### Tarefas a realizar:
[A] Responda às perguntas seguintes com base no texto sobre a vacina contra a covid-19:
(i) Em julho, quantos conglomerados farmacêuticos tinham vacinas na fase 3, e de que países eram?
(ii) Que empresa lidera o quarto conglomerado que deverá juntar-se a esses até ao final do mês?
(iii) Em que faculdade é Michael Gusmano professor?
[B] Prossiga o texto sobre a rapidez no desenvolvimento da vacina contra a covid-19 a partir do ponto em que termina.

### Texto fornecido:
⟨
Avanços científicos sem paralelo

Com ajuda da pesquisa prévia, saltando alguns passos, poderemos ter uma vacina mais cedo do que sonhámos.

Sabemos que as vacinas são sujeitas a longos e rigorosos processos de aprovação, comparativamente a outros medicamentos: não é de espantar, porque serão tomadas por milhões e milhões de pessoas saudáveis. No caso da vacina contra o SARS-CoV-2, o vírus que causa a covid-19, o processo teve uma velocidade sem paralelo, quando costuma demorar mais de uma década. Em novembro não conhecíamos a doença, em julho temos três conglomerados farmacêuticos, um britânico, dois chineses, com vacinas na fase 3, a última fase de ensaios clínicos – um quarto conglomerado, liderado pela norte-americana Pfizer, deverá juntar-se até ao final do mês.

Afinal, como foi possível um progresso tão rápido? Por um lado, «permitiram aos cientistas saltar por cima de alguns testes em animais. Ou usar dados de testes em animais muito mais limitados do que tipicamente aceite, e passar imediatamente para testes em humanos», explica Michael Gusmano, investigador de políticas públicas no Centro Hastings e professor na Faculdade de Saúde Pública de Rutgers, ao SOL. «Outro fator é que, dado que isto é um coronavírus, como SARS e o MERS, já havia alguma pesquisa feita», refere. «Não é como se estivessem a começar numa folha em branco, com uma categoria de vírus que não compreendiam, apesar de este ser, obviamente, um coronavírus novo».
⟩
### Dados de origem:
⟨
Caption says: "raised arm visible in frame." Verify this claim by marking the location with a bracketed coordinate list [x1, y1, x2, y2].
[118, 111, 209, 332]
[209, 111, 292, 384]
⟩
### Resultados do exercício:
[A]
(i) Três: um britânico e dois chineses.
(ii) A norte-americana Pfizer.
(iii) Na Faculdade de Saúde Pública de Rutgers.

[B]
Ainda assim, Gusmano mostra alguns receios. «Mesmo entre aqueles que acreditam que as vacinas são uma ferramenta de saúde pública incrivelmente importante, há receios quanto a ir demasiado depressa. Em ciência não se pode saltar passos», avisa.

Por mais amplos que sejam os testes clínicos necessários, com dezenas de milhares de voluntários na fase 3, duas coisas fundamentais continuam por saber: quanto tempo dura a imunidade e qual a eficácia de uma potencial vacina, ambas essenciais para a tão desejada imunidade de grupo.

«Tivemos muito pouco tempo de trabalho experimental, no que diz respeito tanto às vacinas como à infeção natural», nota Pedro Simas, investigador do Instituto de Medicina Molecular, ao SOL. «O que sabemos dos outros coronavírus, que já os conhecemos há mais de 80 anos, é que o espectro de imunidade varia», diz o virulogista. Salientando que, no toca a infeção natural, a resposta imunitária tem sido relacionada com a gravidade da inflamção causada. «Indo ao SARS-Cov, o primeiro SARS que apareceu, há registos de imunidades pouco duradoras, com dois ou três anos, ou de imunidades que duraram cerca de 10 anos», refere Simas.